**DATA IN THIS EXERCISE**
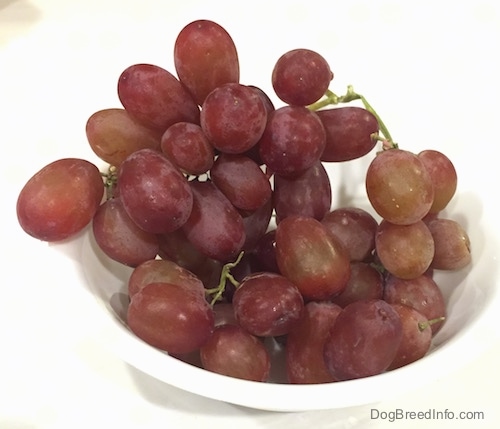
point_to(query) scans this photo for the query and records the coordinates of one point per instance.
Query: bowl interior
(470, 294)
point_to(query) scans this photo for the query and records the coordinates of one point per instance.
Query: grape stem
(424, 325)
(225, 275)
(333, 99)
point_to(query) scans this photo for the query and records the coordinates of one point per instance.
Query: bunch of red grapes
(221, 204)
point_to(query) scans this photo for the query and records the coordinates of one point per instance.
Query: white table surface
(59, 61)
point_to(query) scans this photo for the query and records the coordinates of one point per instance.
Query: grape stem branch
(225, 275)
(333, 99)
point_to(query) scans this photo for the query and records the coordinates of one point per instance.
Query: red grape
(308, 194)
(404, 250)
(305, 363)
(301, 77)
(234, 352)
(113, 135)
(312, 258)
(154, 192)
(120, 238)
(293, 140)
(242, 181)
(60, 200)
(214, 227)
(163, 271)
(421, 293)
(355, 228)
(452, 245)
(363, 340)
(349, 133)
(170, 317)
(205, 58)
(233, 117)
(267, 304)
(155, 97)
(443, 175)
(188, 148)
(399, 186)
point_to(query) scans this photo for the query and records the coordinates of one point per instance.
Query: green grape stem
(225, 275)
(333, 99)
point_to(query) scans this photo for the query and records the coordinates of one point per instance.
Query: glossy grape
(60, 199)
(421, 293)
(234, 352)
(308, 194)
(350, 133)
(267, 304)
(120, 238)
(163, 271)
(301, 77)
(416, 339)
(452, 245)
(214, 227)
(242, 181)
(293, 140)
(154, 192)
(205, 58)
(355, 228)
(309, 256)
(170, 317)
(406, 251)
(233, 117)
(365, 282)
(443, 175)
(363, 340)
(399, 186)
(113, 135)
(186, 145)
(155, 97)
(305, 363)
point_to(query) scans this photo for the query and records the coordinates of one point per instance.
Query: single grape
(256, 224)
(242, 181)
(60, 200)
(365, 282)
(305, 363)
(186, 145)
(267, 304)
(452, 243)
(355, 228)
(120, 238)
(205, 58)
(293, 140)
(312, 258)
(170, 317)
(301, 77)
(233, 118)
(154, 192)
(234, 352)
(113, 135)
(363, 340)
(399, 186)
(443, 175)
(421, 293)
(214, 227)
(308, 194)
(350, 133)
(417, 336)
(406, 251)
(163, 271)
(155, 97)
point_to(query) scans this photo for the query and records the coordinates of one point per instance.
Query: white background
(431, 67)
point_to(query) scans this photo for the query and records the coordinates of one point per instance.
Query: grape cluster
(221, 204)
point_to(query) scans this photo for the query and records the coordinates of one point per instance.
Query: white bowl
(470, 294)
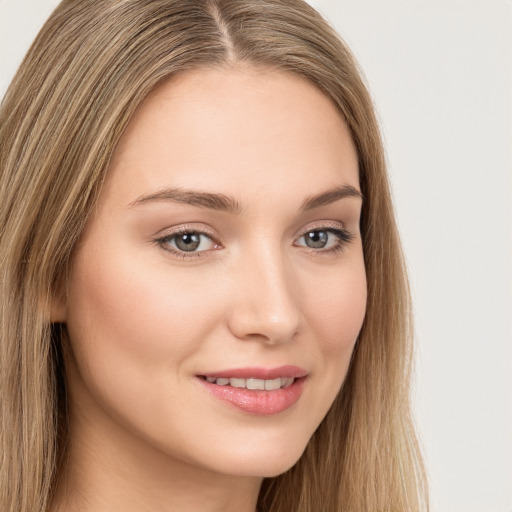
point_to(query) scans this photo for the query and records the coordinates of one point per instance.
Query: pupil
(188, 241)
(316, 239)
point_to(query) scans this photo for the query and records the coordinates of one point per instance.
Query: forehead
(235, 128)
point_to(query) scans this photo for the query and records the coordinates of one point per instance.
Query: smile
(258, 391)
(252, 383)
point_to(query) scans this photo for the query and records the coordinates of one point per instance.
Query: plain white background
(440, 72)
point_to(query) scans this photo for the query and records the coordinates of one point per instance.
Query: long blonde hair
(92, 64)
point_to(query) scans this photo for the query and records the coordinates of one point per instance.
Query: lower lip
(261, 402)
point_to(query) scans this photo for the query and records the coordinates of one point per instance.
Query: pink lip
(288, 371)
(260, 402)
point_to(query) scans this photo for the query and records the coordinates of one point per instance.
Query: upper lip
(288, 371)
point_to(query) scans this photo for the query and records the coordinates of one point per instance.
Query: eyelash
(343, 238)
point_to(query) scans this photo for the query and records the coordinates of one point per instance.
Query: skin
(144, 322)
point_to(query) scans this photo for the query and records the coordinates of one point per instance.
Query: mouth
(252, 383)
(257, 391)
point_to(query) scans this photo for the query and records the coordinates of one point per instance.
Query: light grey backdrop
(440, 73)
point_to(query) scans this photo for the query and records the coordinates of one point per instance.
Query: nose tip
(267, 307)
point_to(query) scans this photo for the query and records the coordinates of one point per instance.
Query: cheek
(337, 309)
(124, 306)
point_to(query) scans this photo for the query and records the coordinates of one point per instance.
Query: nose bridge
(267, 305)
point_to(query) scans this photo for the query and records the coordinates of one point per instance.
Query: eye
(325, 239)
(187, 241)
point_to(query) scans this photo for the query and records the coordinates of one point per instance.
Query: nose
(266, 304)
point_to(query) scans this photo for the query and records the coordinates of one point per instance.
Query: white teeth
(237, 383)
(257, 384)
(272, 384)
(286, 383)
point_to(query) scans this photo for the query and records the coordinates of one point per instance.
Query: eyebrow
(222, 202)
(202, 199)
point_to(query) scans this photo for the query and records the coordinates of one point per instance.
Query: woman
(204, 303)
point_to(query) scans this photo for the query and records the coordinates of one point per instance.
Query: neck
(109, 469)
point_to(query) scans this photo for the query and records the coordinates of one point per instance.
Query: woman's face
(225, 245)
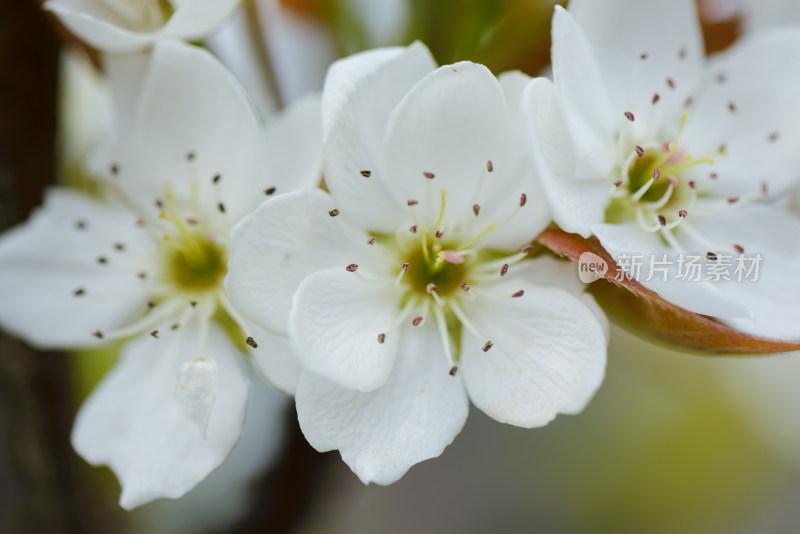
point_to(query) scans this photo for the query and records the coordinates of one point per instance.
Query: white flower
(129, 25)
(150, 266)
(409, 287)
(644, 143)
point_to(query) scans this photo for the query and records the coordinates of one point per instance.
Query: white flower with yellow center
(643, 142)
(149, 267)
(129, 25)
(410, 288)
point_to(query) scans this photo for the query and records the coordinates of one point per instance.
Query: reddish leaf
(642, 311)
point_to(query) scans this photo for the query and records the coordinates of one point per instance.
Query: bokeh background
(672, 442)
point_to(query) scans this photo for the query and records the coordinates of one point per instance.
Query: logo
(591, 267)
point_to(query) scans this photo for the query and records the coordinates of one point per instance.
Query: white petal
(191, 105)
(451, 125)
(588, 110)
(334, 326)
(98, 25)
(620, 31)
(360, 92)
(629, 240)
(761, 135)
(275, 360)
(549, 354)
(381, 434)
(293, 146)
(137, 420)
(45, 261)
(575, 204)
(276, 247)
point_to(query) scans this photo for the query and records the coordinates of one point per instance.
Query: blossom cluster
(411, 284)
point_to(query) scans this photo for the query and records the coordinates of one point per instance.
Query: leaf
(643, 312)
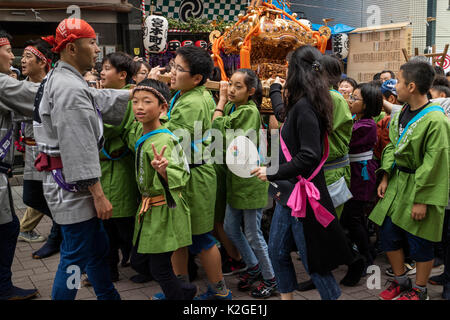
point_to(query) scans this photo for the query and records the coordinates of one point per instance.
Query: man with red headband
(15, 96)
(68, 131)
(36, 63)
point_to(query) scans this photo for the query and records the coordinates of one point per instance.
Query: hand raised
(224, 90)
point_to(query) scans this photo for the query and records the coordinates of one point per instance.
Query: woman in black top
(307, 117)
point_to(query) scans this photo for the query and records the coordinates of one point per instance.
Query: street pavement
(32, 273)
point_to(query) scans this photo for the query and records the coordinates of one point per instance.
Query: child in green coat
(414, 188)
(246, 197)
(117, 164)
(163, 222)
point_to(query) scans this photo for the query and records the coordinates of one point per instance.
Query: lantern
(187, 43)
(202, 44)
(340, 45)
(155, 33)
(174, 45)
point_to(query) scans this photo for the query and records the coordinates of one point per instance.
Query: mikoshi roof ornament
(263, 37)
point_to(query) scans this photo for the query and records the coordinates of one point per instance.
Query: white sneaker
(31, 236)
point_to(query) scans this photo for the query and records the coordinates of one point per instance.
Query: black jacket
(303, 133)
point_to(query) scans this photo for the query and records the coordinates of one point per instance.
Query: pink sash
(306, 190)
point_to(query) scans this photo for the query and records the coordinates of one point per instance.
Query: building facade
(363, 13)
(116, 22)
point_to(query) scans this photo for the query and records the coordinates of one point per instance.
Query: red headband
(152, 90)
(4, 42)
(68, 31)
(40, 55)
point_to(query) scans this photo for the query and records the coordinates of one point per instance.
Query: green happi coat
(339, 141)
(379, 117)
(162, 229)
(242, 193)
(118, 179)
(196, 105)
(425, 149)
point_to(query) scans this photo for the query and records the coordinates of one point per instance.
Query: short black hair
(388, 93)
(378, 83)
(136, 66)
(439, 70)
(4, 34)
(199, 61)
(352, 82)
(441, 89)
(44, 47)
(419, 72)
(251, 80)
(372, 98)
(388, 71)
(158, 85)
(441, 81)
(121, 61)
(333, 69)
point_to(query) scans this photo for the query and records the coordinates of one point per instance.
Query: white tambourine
(242, 157)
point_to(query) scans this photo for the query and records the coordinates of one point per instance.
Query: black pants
(33, 196)
(159, 266)
(120, 234)
(8, 240)
(446, 245)
(355, 221)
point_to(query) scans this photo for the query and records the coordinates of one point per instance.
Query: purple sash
(59, 179)
(305, 190)
(5, 145)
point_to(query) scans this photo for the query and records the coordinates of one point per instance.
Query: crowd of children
(122, 163)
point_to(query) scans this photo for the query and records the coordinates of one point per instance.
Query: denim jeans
(8, 240)
(85, 245)
(446, 242)
(285, 231)
(252, 245)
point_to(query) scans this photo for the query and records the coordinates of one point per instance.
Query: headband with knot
(68, 31)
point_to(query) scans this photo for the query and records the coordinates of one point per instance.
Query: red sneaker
(414, 294)
(394, 290)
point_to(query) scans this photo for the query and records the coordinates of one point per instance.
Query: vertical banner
(143, 21)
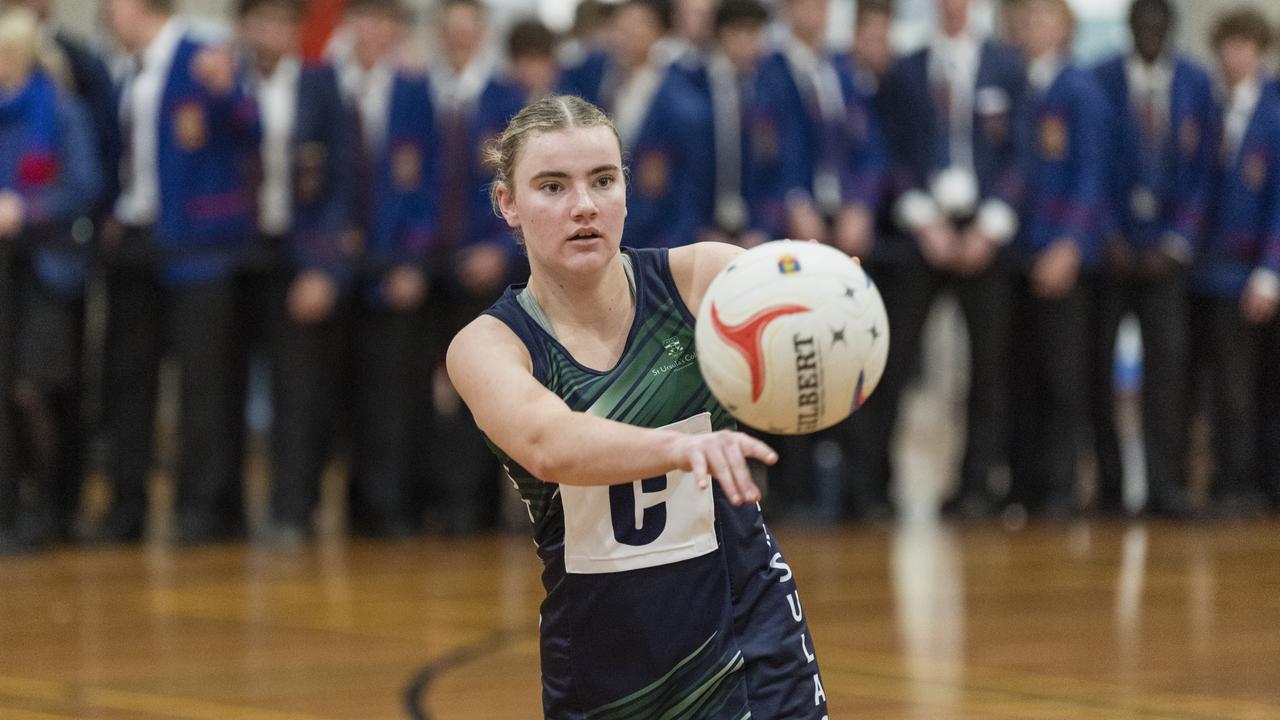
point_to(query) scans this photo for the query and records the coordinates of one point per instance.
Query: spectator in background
(741, 204)
(661, 121)
(49, 173)
(831, 169)
(85, 74)
(872, 51)
(393, 214)
(1160, 164)
(296, 291)
(949, 114)
(531, 55)
(1235, 281)
(475, 255)
(693, 33)
(182, 220)
(1056, 253)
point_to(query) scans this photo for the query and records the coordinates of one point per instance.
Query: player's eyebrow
(562, 174)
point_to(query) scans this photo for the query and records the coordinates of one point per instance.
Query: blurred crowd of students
(234, 203)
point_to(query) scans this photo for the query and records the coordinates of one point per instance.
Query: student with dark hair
(474, 256)
(83, 74)
(662, 122)
(1055, 254)
(741, 200)
(531, 55)
(181, 223)
(1160, 164)
(393, 215)
(295, 282)
(1235, 281)
(872, 51)
(950, 113)
(48, 174)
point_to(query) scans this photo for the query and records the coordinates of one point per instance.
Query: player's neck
(598, 302)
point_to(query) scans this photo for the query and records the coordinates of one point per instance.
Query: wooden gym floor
(918, 621)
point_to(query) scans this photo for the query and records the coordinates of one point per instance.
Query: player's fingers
(698, 463)
(753, 447)
(741, 473)
(718, 465)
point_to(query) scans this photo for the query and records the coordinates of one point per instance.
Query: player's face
(462, 31)
(272, 31)
(1046, 30)
(568, 197)
(741, 44)
(14, 65)
(1150, 26)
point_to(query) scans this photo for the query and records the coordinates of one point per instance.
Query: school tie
(453, 196)
(362, 168)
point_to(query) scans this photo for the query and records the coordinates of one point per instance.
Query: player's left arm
(694, 267)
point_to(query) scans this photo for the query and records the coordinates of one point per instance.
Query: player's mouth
(586, 233)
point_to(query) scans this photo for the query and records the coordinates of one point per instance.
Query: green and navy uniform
(662, 600)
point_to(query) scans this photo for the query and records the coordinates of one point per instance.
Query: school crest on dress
(1054, 139)
(1188, 136)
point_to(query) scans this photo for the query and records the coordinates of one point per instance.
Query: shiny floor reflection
(920, 621)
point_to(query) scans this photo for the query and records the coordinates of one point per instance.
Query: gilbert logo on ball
(791, 337)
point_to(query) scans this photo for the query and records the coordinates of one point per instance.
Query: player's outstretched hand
(722, 455)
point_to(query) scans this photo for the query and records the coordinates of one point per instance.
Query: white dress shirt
(138, 203)
(1239, 112)
(632, 99)
(369, 92)
(278, 105)
(1151, 86)
(816, 76)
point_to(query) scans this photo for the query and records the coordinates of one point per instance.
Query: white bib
(641, 524)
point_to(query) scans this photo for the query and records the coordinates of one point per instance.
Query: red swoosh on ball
(745, 338)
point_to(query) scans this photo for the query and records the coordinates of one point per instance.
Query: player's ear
(507, 205)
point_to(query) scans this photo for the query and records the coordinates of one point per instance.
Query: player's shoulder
(694, 267)
(487, 340)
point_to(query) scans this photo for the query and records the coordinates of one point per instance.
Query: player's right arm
(492, 372)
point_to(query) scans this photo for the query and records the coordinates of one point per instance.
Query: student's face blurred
(635, 31)
(14, 65)
(126, 18)
(741, 44)
(535, 73)
(1239, 58)
(270, 31)
(1150, 26)
(954, 16)
(566, 182)
(871, 42)
(1046, 30)
(462, 32)
(695, 21)
(808, 19)
(375, 35)
(39, 7)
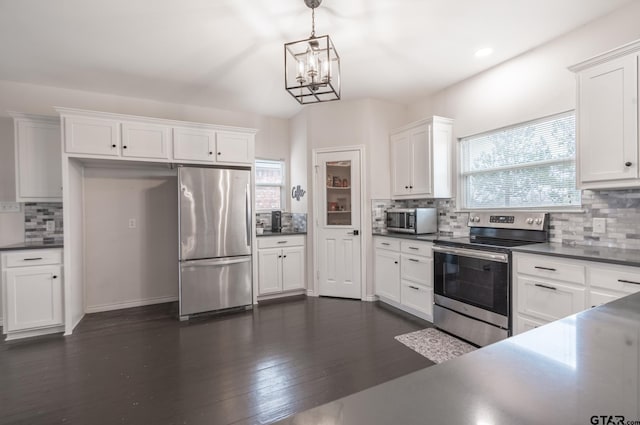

**TASK**
Pick out every line in the material that contains the string "nose", and copy each of those lines in full.

**RESULT OF THIS TASK**
Query: nose tip
Query: nose bridge
Query: nose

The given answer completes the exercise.